◆ TESTO
***

Il Presepe Antinori e il ritrovamento dei “pastori che dormono”

Spesso il fascino dei luoghi dove viviamo ci sfugge, perché fanno parte della nostra quotidianità: ma se ponessimo attenzione ai ricordi che evocano per la loro antichità saremmo certamente catturati da una nuova attrattiva a cui precedentemente non ponevamo attenzione. Le nostre città e i monumenti che racchiudono sono il prodotto di una plurisecolare stratificazione di interventi a cui ogni generazione che si succedeva a quella precedente, ha aggiunto qualcosa, lasciando un suo vestigio. I luoghi di abitazione dell’uomo sono cresciuti su se stessi in una incessante sedimentazione che ha qualcosa dei processi dell’organismo vivente, questo sia su un piano “macro” dell’intero tessuto urbano, sia a livello “micro” del singolo edificio che del tessuto urbano costituisce la cellula.

In questo processo incessante di crescita e di rinnovamento continuo accade talvolta che l’operato e la traccia relativa ad un periodo storico venga obliterata ed occultata da interventi successivi e questo accade anche per dei veri tesori. Quante opere d’arte dormiranno sotto gli intonaci e nelle nostre chiese? Questo caso non vale solo dipinti affreschi ma anche per alcune statuine da presepe davvero particolari. Un popolo silenzioso e immobile di donne, bambini, uomini e animali che dopo un letargo durato secoli ha ripreso lentamente il suo cammino. Stiamo parlando del cosiddetto Presepe Antinori, un piccolo grande esercito di pastori, alcuni alti fino a sessanta centimetri, eanimali, risalente al Seicento e riportato alla luce nel 2012 da un padre e da suo figlio, gli storici e ricercatori frentani Giacomo e Gaetano De Crecchio. Di quelle splendide figure alcune sono state restaurate grazie all’interessamento dell’allora direttore del Polo Museale d’Abruzzo, Lucia Arbace, che nel 2013 ottenne un finanziamento dal Ministero per i Beni e le Attività Culturali.

***

◆ VOCI FORNITE
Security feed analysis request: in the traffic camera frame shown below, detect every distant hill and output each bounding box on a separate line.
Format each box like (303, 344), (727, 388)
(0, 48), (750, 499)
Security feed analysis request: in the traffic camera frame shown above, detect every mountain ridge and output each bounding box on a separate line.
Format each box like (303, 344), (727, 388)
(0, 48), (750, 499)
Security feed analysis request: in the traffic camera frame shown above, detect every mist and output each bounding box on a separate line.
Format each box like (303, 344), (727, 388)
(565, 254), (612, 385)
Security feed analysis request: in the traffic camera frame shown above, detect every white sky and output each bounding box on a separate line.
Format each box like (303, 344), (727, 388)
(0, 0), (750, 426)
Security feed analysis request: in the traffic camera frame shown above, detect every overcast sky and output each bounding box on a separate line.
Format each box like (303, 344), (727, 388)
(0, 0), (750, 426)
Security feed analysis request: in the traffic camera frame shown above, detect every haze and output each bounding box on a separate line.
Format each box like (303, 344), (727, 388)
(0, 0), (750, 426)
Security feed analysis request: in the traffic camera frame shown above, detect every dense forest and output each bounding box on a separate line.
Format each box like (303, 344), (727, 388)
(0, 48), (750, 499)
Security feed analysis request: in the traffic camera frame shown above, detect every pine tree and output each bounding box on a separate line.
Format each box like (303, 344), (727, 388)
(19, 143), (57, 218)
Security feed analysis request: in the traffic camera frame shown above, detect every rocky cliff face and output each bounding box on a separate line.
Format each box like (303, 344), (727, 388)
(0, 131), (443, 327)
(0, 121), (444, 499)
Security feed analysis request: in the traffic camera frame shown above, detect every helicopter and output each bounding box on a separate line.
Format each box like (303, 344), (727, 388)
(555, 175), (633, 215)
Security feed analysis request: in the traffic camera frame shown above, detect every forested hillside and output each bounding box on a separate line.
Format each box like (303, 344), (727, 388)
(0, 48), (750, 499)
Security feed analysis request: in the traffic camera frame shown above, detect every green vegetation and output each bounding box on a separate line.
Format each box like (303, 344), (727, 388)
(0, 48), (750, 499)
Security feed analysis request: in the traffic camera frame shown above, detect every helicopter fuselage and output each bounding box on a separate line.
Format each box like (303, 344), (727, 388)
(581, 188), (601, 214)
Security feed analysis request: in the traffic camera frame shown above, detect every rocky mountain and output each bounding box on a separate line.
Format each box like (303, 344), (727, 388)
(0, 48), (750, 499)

***

◆ CONSEGNA 1
Secondo il testo sul Presepe Antinori, in quale anno le statuine sono state riportate alla luce?
◆ CONSEGNA 2
Riscrivi in forma più breve il paragrafo del testo sul Presepe Antinori che comincia con "In questo processo incessante", conservandone i fatti principali.
◆ CONSEGNA 3
Prosegui il testo sul Presepe Antinori a partire dalla sua ultima frase.

◆ SVOLGIMENTO 1
Nel 2012.

◆ SVOLGIMENTO 2
Con la continua crescita e il rinnovamento delle città, le tracce di un'epoca vengono talvolta nascoste da interventi successivi, anche quando si tratta di veri tesori. Ciò riguarda non solo dipinti e affreschi, ma anche statuine da presepe. È il caso del Presepe Antinori, un gruppo seicentesco di pastori, alti fino a sessanta centimetri, e di animali. Nel 2012 lo hanno riportato alla luce gli storici e ricercatori frentani Giacomo e Gaetano De Crecchio, padre e figlio. Alcune figure sono state restaurate grazie a Lucia Arbace, allora direttore del Polo Museale d'Abruzzo, che nel 2013 ottenne un finanziamento dal Ministero per i Beni e le Attività Culturali.

◆ SVOLGIMENTO 3
Un antico, prezioso e fragile presepe che era appartenuto alla famiglia di Antonio Ludovico Antinori, per settant’anni arcivescovo de L’Aquila ed epigrafista che con i suoi studi contribuì ai lavori del Muratori e del Mommsen, per essere poi ereditato da Luigi Stella Maranca di Lanciano. Quando la sua famiglia si estinse i custodi del presepe divennero prima le suore dei Sacri Cuori di Gesù e Maria e poi i frati del convento Sant’Angelo della Pace, dove Giacomo De Crecchio li ha ritrovati e in seguito fotografati, catalogati e descritti nel libro “I pastori che dormono”, edito dalla casa editrice Rocco Carabba.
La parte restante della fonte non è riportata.